▸ PROBLEM STATEMENT: Can you quote every one of the entries below word for word, changing nothing?

--- Begin DATA SHOWN ---

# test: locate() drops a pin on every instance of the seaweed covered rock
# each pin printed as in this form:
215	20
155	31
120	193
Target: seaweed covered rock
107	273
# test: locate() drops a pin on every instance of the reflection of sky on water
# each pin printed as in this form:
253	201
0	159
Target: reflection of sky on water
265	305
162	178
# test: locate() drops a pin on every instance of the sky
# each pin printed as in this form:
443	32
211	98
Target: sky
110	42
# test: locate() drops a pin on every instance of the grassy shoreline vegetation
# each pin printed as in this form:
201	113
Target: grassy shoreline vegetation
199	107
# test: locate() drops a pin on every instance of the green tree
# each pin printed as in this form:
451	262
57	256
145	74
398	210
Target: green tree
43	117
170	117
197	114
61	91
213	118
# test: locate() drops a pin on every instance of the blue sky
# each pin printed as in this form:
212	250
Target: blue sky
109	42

--- End DATA SHOWN ---

▸ SOLUTION TO THIS PROBLEM:
# test: locate() drops a pin on every instance of the seaweed covered rock
# each pin printed as in this form:
215	20
155	31
120	193
Target: seaweed covered rock
107	273
# test: locate() drops a pin on every instance of the reflection of sky on water
# each pin printed as in this form:
253	201
0	159
Target: reflection of sky on water
265	305
162	178
# test: locate() drops a pin on every instance of the sky
# each pin printed as in this form:
443	32
211	98
Target: sky
110	42
# test: locate() drops a pin on every instance of the grassy shoreline vegetation
# each pin printed as in this form:
201	113
Target: grassy shoreline vegetation
199	107
# test: locate() drops a pin on every instance of the green tree
# each pin printed as in this form:
451	262
57	256
145	74
398	210
Target: green tree
43	117
170	117
197	114
61	91
213	118
# test: locate() drops a pin on every instance of the blue sky
# each pin printed as in this form:
212	250
Target: blue sky
109	42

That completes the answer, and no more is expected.